**Written problem**
Count the lines in the rows below that contain the word "tree". Reply with the number alone.

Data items
** Start **
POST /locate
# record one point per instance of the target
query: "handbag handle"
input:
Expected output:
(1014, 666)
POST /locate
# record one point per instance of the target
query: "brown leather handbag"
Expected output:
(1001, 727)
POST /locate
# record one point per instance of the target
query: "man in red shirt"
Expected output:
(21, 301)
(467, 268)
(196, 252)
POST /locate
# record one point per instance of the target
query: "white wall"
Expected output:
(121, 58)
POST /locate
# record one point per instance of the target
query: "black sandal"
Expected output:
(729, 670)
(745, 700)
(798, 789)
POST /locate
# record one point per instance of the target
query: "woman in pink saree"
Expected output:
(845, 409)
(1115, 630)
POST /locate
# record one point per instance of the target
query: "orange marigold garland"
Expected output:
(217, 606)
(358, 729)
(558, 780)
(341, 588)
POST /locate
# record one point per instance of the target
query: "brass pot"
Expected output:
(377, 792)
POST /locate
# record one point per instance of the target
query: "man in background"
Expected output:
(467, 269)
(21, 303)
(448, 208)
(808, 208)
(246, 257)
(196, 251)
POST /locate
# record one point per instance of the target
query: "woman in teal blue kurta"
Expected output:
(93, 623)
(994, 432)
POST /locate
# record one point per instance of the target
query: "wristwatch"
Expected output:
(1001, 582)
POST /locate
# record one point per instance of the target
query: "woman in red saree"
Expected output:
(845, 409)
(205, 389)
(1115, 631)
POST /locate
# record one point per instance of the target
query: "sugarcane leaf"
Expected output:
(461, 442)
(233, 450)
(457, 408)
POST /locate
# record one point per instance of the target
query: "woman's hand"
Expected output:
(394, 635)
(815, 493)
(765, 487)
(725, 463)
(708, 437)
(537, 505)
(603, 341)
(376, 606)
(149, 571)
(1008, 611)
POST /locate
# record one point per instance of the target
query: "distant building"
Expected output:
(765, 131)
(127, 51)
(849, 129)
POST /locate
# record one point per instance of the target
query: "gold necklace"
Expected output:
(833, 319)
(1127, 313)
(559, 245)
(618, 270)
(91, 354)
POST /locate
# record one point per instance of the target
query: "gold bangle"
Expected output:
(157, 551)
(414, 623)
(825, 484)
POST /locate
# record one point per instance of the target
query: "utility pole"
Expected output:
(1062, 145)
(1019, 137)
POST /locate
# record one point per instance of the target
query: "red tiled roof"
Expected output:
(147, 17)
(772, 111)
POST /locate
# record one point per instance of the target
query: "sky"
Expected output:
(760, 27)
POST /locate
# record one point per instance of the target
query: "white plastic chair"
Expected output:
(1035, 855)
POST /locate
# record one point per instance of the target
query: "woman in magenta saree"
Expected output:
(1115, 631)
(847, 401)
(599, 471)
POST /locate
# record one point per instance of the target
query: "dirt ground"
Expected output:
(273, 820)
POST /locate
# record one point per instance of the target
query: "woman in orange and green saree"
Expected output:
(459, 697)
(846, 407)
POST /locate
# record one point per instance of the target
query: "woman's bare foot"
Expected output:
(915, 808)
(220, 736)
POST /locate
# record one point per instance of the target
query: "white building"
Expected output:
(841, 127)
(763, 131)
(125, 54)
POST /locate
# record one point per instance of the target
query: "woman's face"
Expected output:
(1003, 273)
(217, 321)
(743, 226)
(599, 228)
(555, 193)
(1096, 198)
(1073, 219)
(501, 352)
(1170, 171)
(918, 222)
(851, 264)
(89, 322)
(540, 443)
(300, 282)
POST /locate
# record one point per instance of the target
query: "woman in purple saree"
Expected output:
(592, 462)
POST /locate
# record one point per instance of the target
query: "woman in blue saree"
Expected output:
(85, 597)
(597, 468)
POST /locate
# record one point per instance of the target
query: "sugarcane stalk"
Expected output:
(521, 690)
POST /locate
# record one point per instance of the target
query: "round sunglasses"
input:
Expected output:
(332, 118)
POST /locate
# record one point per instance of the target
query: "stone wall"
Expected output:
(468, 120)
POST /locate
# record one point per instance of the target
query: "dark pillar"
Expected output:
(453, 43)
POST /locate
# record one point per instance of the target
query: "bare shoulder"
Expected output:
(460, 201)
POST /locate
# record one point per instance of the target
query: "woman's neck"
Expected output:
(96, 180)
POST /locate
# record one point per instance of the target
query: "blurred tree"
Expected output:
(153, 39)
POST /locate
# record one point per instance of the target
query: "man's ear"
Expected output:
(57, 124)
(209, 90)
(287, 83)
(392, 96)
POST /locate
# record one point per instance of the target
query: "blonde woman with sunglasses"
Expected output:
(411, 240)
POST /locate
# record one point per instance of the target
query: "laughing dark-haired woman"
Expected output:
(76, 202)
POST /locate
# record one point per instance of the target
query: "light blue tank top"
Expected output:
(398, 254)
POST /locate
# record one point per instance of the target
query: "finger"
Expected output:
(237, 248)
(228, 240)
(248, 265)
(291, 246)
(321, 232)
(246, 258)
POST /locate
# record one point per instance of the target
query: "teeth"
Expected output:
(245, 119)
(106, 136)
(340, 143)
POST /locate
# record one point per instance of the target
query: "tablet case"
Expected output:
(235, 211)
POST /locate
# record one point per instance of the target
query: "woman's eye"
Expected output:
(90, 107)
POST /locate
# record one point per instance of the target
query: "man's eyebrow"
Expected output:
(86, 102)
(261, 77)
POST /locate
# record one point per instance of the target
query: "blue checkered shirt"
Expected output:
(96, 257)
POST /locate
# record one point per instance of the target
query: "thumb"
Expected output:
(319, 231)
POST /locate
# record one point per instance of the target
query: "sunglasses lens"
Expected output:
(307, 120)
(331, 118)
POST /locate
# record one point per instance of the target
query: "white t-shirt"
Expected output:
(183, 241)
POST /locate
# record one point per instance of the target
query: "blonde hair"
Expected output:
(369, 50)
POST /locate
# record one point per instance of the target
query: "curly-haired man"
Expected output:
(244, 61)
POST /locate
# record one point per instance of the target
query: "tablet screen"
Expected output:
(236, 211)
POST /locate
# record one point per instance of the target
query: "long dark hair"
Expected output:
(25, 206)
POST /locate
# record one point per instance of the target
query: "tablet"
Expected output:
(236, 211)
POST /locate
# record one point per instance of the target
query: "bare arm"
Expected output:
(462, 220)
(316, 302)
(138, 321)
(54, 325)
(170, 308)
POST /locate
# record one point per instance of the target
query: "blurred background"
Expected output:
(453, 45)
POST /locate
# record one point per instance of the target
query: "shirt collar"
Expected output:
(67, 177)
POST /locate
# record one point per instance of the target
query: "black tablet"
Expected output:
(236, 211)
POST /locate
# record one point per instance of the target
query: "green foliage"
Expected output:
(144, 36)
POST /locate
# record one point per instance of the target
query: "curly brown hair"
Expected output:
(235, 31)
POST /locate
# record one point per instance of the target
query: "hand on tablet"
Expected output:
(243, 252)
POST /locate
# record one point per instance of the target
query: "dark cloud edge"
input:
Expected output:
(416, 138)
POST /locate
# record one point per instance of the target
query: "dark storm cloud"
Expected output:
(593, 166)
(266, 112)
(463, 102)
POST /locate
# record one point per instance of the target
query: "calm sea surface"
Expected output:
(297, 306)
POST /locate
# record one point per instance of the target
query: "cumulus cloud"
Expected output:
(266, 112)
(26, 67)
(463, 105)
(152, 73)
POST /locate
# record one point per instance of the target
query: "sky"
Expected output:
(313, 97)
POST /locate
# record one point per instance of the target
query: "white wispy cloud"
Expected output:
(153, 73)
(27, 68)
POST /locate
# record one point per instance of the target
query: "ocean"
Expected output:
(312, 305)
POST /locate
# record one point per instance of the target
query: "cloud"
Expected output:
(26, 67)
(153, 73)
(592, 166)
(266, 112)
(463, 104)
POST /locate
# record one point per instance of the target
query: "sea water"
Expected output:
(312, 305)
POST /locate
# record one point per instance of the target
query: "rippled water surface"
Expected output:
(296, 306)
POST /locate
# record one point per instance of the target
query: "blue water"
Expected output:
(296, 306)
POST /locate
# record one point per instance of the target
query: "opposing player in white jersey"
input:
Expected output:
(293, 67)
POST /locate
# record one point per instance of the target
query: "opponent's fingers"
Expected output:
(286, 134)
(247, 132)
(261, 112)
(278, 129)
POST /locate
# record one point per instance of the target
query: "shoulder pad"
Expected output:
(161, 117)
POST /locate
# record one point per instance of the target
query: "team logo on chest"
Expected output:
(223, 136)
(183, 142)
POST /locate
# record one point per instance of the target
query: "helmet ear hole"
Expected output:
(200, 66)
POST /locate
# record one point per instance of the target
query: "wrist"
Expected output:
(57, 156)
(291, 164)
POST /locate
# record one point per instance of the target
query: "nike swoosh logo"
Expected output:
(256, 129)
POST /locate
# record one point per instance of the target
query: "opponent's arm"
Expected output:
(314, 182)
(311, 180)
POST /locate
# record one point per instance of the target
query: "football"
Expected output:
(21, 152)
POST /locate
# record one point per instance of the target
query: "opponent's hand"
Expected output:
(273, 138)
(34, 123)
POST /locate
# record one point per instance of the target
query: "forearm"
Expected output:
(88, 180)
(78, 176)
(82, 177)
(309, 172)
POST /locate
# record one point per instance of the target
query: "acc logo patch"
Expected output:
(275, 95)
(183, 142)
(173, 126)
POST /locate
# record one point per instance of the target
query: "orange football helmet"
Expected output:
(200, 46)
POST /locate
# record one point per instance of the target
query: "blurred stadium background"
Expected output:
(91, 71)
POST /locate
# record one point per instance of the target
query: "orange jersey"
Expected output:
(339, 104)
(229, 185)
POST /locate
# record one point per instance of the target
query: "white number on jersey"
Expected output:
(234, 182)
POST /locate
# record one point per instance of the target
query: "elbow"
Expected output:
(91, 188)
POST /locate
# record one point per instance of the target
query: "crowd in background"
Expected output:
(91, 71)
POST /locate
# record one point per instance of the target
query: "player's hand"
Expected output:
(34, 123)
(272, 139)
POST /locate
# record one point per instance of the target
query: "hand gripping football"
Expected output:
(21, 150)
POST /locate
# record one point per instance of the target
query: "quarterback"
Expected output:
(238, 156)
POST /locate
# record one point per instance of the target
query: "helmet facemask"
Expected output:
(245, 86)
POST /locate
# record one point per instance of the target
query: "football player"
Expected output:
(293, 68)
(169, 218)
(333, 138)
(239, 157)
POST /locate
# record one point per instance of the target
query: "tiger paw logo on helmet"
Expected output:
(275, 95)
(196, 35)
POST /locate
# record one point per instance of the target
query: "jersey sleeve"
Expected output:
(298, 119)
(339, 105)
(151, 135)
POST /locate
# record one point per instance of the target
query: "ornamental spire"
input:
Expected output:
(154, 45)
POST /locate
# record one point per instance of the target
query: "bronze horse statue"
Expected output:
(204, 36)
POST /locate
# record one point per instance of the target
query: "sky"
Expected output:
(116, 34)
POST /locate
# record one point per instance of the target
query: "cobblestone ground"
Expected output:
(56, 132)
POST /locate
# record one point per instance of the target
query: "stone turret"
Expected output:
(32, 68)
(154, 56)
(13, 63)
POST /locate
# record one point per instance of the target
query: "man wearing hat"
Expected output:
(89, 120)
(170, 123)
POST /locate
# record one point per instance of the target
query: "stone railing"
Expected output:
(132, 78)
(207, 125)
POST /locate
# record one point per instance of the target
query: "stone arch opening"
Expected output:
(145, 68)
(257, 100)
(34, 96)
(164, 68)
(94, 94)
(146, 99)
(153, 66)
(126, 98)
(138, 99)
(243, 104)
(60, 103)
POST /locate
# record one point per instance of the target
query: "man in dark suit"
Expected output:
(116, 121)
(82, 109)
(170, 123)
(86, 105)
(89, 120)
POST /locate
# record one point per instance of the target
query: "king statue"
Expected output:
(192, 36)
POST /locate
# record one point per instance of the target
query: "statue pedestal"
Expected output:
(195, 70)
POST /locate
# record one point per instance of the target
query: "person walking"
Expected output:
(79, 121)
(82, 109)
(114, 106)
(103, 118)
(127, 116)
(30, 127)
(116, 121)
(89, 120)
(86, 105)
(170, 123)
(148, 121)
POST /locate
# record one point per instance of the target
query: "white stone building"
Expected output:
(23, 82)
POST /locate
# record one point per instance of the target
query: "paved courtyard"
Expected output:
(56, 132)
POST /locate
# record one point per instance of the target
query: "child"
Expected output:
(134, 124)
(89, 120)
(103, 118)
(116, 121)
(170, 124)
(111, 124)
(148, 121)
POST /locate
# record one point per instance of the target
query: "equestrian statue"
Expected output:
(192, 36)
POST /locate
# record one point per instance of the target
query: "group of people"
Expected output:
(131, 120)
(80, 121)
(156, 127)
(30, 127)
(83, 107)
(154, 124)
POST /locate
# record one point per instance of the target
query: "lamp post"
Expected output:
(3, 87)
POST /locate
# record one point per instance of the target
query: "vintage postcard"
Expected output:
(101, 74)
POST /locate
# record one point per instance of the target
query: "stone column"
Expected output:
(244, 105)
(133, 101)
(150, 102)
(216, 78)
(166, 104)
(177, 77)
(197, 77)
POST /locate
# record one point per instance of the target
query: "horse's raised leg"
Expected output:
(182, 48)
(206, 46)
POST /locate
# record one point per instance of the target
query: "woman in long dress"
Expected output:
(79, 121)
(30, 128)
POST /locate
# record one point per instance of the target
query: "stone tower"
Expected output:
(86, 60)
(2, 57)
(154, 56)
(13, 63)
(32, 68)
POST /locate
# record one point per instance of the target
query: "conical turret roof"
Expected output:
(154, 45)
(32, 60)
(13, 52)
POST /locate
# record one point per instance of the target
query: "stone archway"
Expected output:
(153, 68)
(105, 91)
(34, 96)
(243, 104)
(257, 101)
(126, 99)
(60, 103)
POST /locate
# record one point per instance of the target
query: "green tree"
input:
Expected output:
** End **
**Solved exercise**
2